Zitierter Text →
◆ ◆ ◆ ◆ ◆ ◆ ◆

Auch Walters weitere Aussage ist irreal: „Fest steht doch, dass schon heute die überwiegende
Mehrheit der Bestimmungen, Regeln, Gesetze und Vorschriften, die unser Leben bestimmen von
EU-Institutionen vorgegeben werden.“ Wurde Hartz IV samt den jüngsten Kürzungen von Brüssel
beschlossen? Der BW-Einsatz in Afghanistan vom Europäischen Parlament? Die
Gesundheitsreform? Das milliardenschwere Banken- und Profitrettungspaket für HRE, WestLB,
Commerzbank und Konsorten? Die Rente mit 67? Das Atommoratorium und der Atomausstieg bis
2022? Nein, natürlich nicht, und die EU hätte das auch weder gedurft noch gekonnt. Mal
andersrum: Ich versuche mir gerade vorzustellen, die EU wollte – in Verarbeitung der jüngsten
japanischen Nuklearkatastrophe – Frankreich (über 82% Atomstromanteil) die Abschaltung seiner
Atomkraftwerke vorschreiben. Grotesk, nicht wahr?

◆ ◆ ◆ ◆ ◆ ◆ ◆

Bereitgestellte Angaben →
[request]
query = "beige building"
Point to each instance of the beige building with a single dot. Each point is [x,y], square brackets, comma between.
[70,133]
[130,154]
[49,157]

◆ ◆ ◆ ◆ ◆ ◆ ◆

Aufgabe 1 → Aktualisiere den Abschnitt des zitierten Textes zwischen „Auch Walters weitere“ und „Grotesk, nicht wahr?“ einschließlich: Ersetze darin „Brüssel“ durch „Straßburg“ und gib den Abschnitt wieder.
Aufgabe 2 →
Beantworte kurz anhand des zitierten Textes:
(a) Welchen Atomstromanteil gibt er für Frankreich an?
(b) Bis zu welchem Jahr soll der dort genannte Atomausstieg erfolgen?
(c) Welche Banken nennt er beim Rettungspaket namentlich?

Schriftliche Antwort 1 →
Auch Walters weitere Aussage ist irreal: „Fest steht doch, dass schon heute die überwiegende
Mehrheit der Bestimmungen, Regeln, Gesetze und Vorschriften, die unser Leben bestimmen von
EU-Institutionen vorgegeben werden.“ Wurde Hartz IV samt den jüngsten Kürzungen von Straßburg
beschlossen? Der BW-Einsatz in Afghanistan vom Europäischen Parlament? Die
Gesundheitsreform? Das milliardenschwere Banken- und Profitrettungspaket für HRE, WestLB,
Commerzbank und Konsorten? Die Rente mit 67? Das Atommoratorium und der Atomausstieg bis
2022? Nein, natürlich nicht, und die EU hätte das auch weder gedurft noch gekonnt. Mal
andersrum: Ich versuche mir gerade vorzustellen, die EU wollte – in Verarbeitung der jüngsten
japanischen Nuklearkatastrophe – Frankreich (über 82% Atomstromanteil) die Abschaltung seiner
Atomkraftwerke vorschreiben. Grotesk, nicht wahr?

Schriftliche Antwort 2 →
(a) Über 82 %.
(b) Bis 2022.
(c) HRE, WestLB und Commerzbank.